> Problem to solve
Please return all the rows below word for word, leaving the pictures out.

> Stored items
• • • •
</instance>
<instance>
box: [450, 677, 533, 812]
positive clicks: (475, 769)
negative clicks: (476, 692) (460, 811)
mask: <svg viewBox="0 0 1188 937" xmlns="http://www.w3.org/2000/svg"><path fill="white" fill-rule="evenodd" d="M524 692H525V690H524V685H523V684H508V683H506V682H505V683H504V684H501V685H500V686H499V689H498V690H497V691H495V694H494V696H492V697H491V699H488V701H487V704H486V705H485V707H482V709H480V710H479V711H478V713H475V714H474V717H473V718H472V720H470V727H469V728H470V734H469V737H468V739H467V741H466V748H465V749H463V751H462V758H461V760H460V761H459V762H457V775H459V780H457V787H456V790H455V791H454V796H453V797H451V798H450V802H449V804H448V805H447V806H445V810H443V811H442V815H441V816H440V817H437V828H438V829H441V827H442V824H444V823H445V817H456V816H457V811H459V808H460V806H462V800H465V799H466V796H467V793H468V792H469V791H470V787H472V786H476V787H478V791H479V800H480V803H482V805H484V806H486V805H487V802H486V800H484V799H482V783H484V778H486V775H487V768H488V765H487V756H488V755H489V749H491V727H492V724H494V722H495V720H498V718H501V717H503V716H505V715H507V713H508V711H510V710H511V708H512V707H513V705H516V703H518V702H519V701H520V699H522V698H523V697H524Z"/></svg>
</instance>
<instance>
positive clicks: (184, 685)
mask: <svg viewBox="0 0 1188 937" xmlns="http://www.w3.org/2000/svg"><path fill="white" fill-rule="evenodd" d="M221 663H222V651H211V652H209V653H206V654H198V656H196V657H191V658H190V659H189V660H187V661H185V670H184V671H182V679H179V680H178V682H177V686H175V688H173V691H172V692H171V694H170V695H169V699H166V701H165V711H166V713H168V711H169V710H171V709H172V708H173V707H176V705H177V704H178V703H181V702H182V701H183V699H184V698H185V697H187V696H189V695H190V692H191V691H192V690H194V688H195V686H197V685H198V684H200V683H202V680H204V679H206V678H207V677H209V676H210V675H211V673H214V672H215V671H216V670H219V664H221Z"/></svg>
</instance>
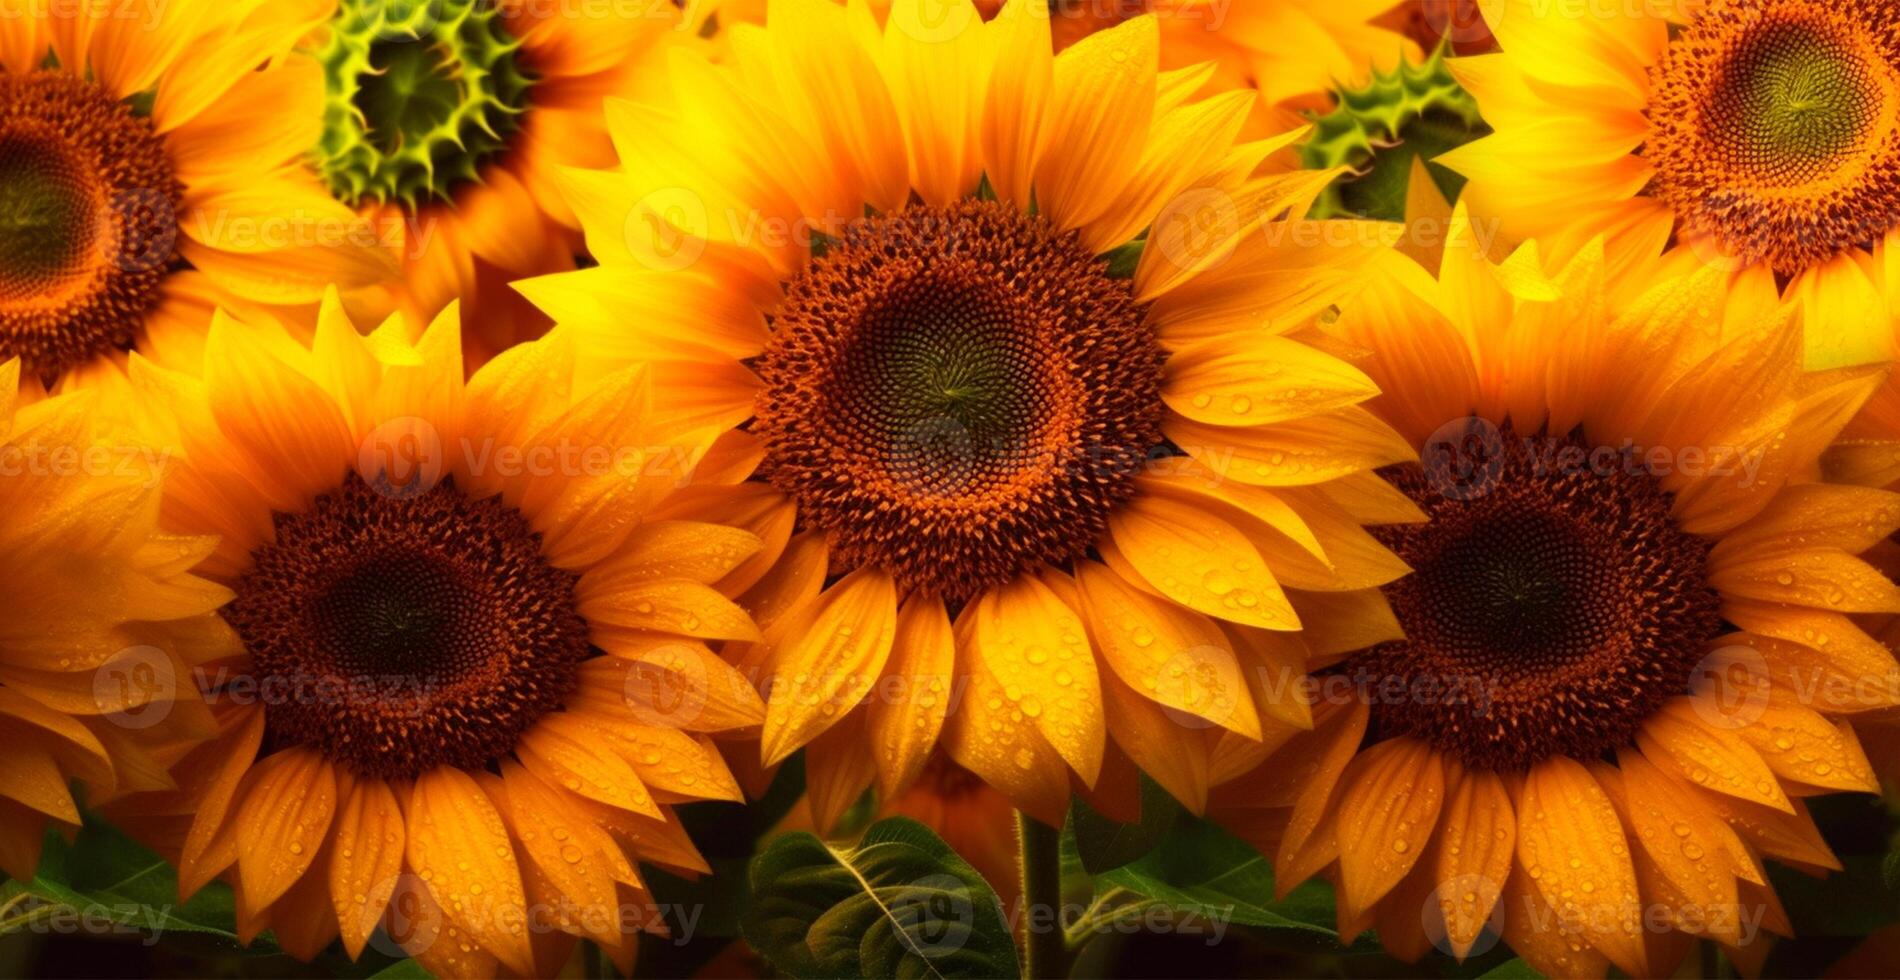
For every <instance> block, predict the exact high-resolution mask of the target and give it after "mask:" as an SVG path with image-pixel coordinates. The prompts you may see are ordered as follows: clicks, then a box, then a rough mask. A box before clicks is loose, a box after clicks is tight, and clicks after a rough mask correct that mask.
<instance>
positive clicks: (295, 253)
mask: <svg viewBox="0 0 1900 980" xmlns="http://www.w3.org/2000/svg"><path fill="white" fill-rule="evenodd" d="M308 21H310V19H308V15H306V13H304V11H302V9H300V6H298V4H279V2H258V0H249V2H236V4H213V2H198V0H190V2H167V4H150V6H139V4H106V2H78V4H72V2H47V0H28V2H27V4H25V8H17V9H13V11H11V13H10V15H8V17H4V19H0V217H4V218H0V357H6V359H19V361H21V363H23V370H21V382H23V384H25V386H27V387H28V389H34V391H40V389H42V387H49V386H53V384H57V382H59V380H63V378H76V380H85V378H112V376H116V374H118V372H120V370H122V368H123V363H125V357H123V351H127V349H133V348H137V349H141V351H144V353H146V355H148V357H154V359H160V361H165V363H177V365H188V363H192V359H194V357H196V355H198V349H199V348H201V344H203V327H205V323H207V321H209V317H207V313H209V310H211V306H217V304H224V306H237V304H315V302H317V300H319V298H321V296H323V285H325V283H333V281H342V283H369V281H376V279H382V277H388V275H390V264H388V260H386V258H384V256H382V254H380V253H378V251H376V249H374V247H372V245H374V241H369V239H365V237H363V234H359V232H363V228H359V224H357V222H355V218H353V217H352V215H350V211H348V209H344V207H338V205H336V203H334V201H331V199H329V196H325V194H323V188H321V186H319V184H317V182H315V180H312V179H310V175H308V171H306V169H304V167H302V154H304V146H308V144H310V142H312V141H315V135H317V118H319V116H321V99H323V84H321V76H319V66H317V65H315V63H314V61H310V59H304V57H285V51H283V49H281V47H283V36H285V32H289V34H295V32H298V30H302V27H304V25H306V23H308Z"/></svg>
• • • •
> Worked solution
</instance>
<instance>
box: [450, 677, 533, 812]
positive clicks: (475, 769)
negative clicks: (476, 692) (460, 811)
mask: <svg viewBox="0 0 1188 937" xmlns="http://www.w3.org/2000/svg"><path fill="white" fill-rule="evenodd" d="M524 692H525V690H524V685H523V684H508V683H506V682H505V683H504V684H501V685H500V686H499V689H498V690H497V691H495V694H494V696H492V697H491V699H488V701H487V704H486V705H485V707H482V709H480V710H479V711H478V713H475V714H474V717H473V718H472V720H470V727H469V728H470V734H469V737H468V739H467V741H466V748H465V749H463V751H462V758H461V760H460V761H459V762H457V775H459V780H457V787H456V790H455V791H454V796H453V797H451V798H450V802H449V804H448V805H447V806H445V810H443V811H442V815H441V816H440V817H437V828H438V829H441V827H442V824H444V823H445V817H456V816H457V811H459V808H460V806H462V800H465V799H466V796H467V793H468V792H469V791H470V787H472V786H476V787H478V791H479V800H480V803H482V805H484V806H486V805H487V802H486V800H484V799H482V783H484V778H486V775H487V768H488V765H487V756H488V755H489V749H491V727H492V724H494V722H495V720H498V718H501V717H503V716H505V715H507V713H508V711H510V710H511V708H512V707H513V705H516V703H518V702H519V701H520V699H522V698H523V697H524Z"/></svg>
</instance>
<instance>
positive clicks: (184, 685)
mask: <svg viewBox="0 0 1188 937" xmlns="http://www.w3.org/2000/svg"><path fill="white" fill-rule="evenodd" d="M221 663H222V651H211V652H209V653H206V654H198V656H196V657H191V658H190V659H189V660H187V661H185V670H184V671H182V679H179V680H178V682H177V686H175V688H173V691H172V692H171V694H170V695H169V699H166V701H165V711H166V713H168V711H169V710H171V709H172V708H173V707H176V705H177V704H178V703H181V702H182V701H183V699H184V698H185V697H187V696H189V695H190V692H191V691H192V690H194V688H195V686H197V685H198V684H200V683H202V680H204V679H206V678H207V677H209V676H210V675H211V673H214V672H215V671H216V670H219V664H221Z"/></svg>
</instance>
For every <instance> block, predict the exact high-resolution mask of the target and give it after "mask:" as an SVG path with image-pixel coordinates. The prompts you may see are ordered as follows: clicks, then a box, then a rough mask. A box before clicks is loose, a box after clicks is tight, and clicks after a rough mask correct that mask.
<instance>
positive clicks: (295, 253)
mask: <svg viewBox="0 0 1900 980" xmlns="http://www.w3.org/2000/svg"><path fill="white" fill-rule="evenodd" d="M308 21H310V19H308V15H306V13H304V11H302V9H300V6H298V4H279V2H258V0H249V2H236V4H213V2H198V0H190V2H167V4H150V6H139V4H106V2H78V4H72V2H47V0H28V2H27V4H25V8H17V9H13V11H11V13H10V15H8V17H4V19H0V217H4V218H0V357H6V359H19V361H21V363H23V370H21V382H23V384H25V386H27V387H28V389H34V391H40V389H42V387H49V386H53V384H57V382H59V380H63V378H76V380H85V378H112V376H116V374H118V372H120V370H122V368H123V363H125V357H123V351H127V349H133V348H137V349H141V351H144V353H146V355H148V357H154V359H160V361H165V363H177V365H188V363H192V359H194V357H196V355H198V349H199V348H201V344H203V327H205V323H207V321H209V317H207V313H209V310H211V306H217V304H224V306H237V304H315V302H317V300H319V298H321V296H323V285H325V283H333V281H342V283H369V281H376V279H382V277H388V275H390V264H388V260H386V258H384V256H382V254H380V253H378V251H376V249H374V247H372V245H374V241H369V239H365V237H363V234H359V232H363V228H359V224H357V222H355V218H353V217H352V215H350V211H348V209H344V207H338V205H336V203H334V201H331V199H329V196H325V194H323V188H321V186H319V184H317V182H315V180H312V179H310V175H308V171H306V169H304V167H302V154H304V146H308V144H310V142H312V141H315V135H317V118H319V116H321V99H323V84H321V76H319V66H317V65H315V63H314V61H310V59H304V57H285V51H283V49H281V47H283V36H285V32H289V34H295V32H298V30H302V27H304V25H306V23H308Z"/></svg>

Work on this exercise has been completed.